#### TASK OBJECTIVE
Extend the passage about the animation studio Ordet, picking up right after its last sentence.

#### PASSAGE PROVIDED
Japanese animation studio

Ordet Co., Ltd. (株式会社オース, Kabushiki-gaisha Ōsu) was a Japanese animation studio, founded in 2007 by ex-Kyoto Animation director Yutaka Yamamoto and other staff. The company's name, "Ordet," means "the word" in Danish, Swedish, and Norwegian. The company initially served as a subcontractor before producing their first fully solo work, an OVA episode of Black Rock Shooter, which aired in the spring of 2010. This was followed up with an 8-episode series that aired on noitamina from February 2, 2012, to March 22, 2012. In 2011, with studios Sanzigen and Trigger, Ordet joined the Ultra Super Pictures joint holding company.

==Business==
Ordet was founded in 2007 by Yutaka Yamamoto after being fired by his former employer Kyoto Animation during the production of Lucky Star. After Lucky Star completed its run, several members of the Kyoto Animation staff left the company and followed Yamamoto. Together, they founded Ordet with approximately ¥ 3 million of capital stock. On March 1, 2025, Ordet shuttered its operations and was folded into USP.

[Collected data]
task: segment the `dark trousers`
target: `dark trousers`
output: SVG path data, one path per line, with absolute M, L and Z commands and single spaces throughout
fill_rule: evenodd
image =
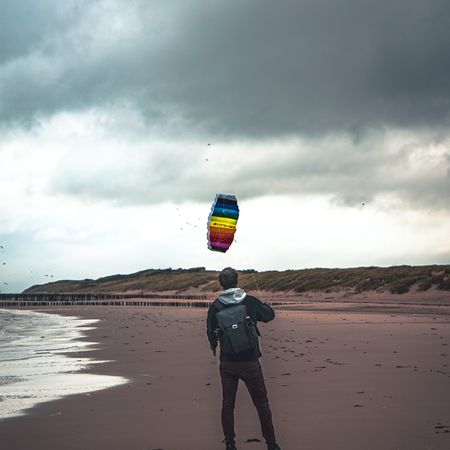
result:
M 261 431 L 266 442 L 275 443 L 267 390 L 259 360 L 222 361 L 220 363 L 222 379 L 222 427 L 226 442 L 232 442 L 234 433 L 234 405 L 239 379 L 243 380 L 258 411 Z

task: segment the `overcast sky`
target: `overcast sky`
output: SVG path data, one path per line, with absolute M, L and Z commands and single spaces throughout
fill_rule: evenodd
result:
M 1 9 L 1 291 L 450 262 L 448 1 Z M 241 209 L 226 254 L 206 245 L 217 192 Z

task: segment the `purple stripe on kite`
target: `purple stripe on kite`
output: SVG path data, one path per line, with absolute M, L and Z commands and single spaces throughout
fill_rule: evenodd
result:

...

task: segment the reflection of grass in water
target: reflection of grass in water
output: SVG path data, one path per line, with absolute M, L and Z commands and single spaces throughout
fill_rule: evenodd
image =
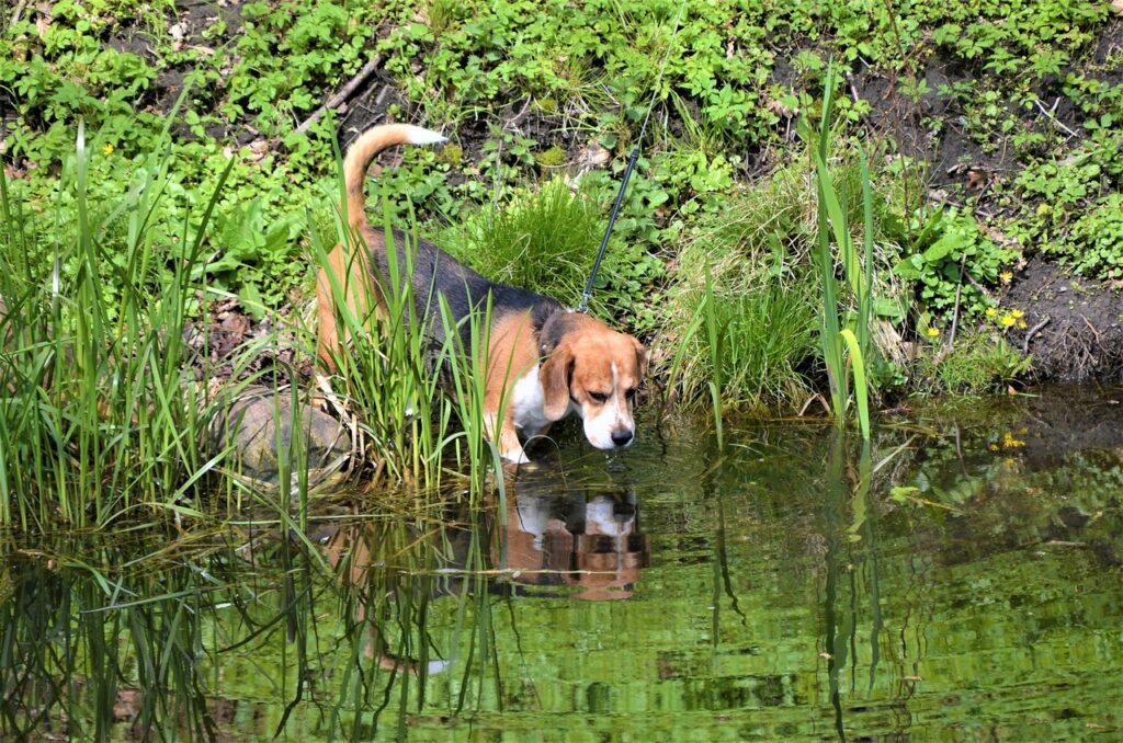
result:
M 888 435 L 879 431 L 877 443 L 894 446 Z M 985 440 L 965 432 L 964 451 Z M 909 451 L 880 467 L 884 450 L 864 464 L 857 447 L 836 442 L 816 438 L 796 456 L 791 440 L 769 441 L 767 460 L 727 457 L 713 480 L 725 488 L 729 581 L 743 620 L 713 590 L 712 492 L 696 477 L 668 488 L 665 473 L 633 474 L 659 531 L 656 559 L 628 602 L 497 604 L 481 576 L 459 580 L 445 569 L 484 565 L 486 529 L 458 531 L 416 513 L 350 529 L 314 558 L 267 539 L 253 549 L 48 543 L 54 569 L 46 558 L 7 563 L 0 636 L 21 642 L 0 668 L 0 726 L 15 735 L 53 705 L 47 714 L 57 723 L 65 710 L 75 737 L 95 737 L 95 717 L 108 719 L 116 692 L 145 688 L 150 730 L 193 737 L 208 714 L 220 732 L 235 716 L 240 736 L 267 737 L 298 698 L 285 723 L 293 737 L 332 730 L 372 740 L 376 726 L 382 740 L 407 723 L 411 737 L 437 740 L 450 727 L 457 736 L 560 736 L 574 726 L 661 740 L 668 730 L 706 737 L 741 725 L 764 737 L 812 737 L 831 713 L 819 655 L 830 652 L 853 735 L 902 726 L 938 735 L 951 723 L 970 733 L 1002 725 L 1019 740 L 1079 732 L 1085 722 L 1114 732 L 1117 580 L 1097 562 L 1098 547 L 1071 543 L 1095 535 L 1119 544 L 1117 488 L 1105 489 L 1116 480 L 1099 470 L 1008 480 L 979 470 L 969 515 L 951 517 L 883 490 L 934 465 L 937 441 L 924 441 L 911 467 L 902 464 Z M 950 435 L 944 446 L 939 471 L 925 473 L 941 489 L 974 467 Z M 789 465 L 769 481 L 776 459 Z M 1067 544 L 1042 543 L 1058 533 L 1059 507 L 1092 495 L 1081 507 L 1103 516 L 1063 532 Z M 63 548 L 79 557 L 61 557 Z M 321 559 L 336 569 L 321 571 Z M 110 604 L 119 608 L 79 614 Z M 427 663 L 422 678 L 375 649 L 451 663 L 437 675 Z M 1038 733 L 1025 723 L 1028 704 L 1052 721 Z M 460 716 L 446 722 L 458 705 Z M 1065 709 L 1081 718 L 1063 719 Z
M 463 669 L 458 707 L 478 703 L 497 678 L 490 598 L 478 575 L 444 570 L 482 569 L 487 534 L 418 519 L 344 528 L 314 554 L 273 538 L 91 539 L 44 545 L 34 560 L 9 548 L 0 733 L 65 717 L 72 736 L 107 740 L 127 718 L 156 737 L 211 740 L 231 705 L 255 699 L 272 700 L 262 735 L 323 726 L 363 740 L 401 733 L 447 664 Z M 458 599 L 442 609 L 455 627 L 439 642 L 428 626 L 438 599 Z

#### EXERCISE RESULT
==Staff==

- Former staff
- Yutaka Yamamoto - Company representative director, founder, staff director
- Shinobu Yoshioka - Staff director
- Satoshi Kadowaki - Animation director, key animator
- Emi Kesamaru - Art settings, background artist
- Yoko Takada - Key animator

==Works==
===TV series===
- Kannagi: Crazy Shrine Maidens (2008, production co-operation, animation production by A-1 Pictures)
- Fractale (2011, production co-operation, animation production by A-1 Pictures)
- Black Rock Shooter (2012, with Sanzigen)
- Senyu (2013, with Liden Films)
- Senyu 2 (2013, with Liden Films)
- Wake Up, Girls! (2014, with Tatsunoko Production)

===Films===
- Wake Up, Girls! - Seven Idols (2014, with Tatsunoko Production)
- Wake Up, Girls! Seishun no Kage (2015, with Millepensee)
- Wake Up, Girls! Beyond the Bottom (2015, with Millepensee)

===OVAs===
- Kannagi: Crazy Shrine Maidens (2009, production co-operation, animation production by A-1 Pictures)
- Black Rock Shooter (2010)
- Miyakawa-ke no Kūfuku (2013, with Encourage Films)

===ONAs===
- Blossom (2012)
- Wake Up, Girl ZOO! (2014–2015, with Studio Moriken)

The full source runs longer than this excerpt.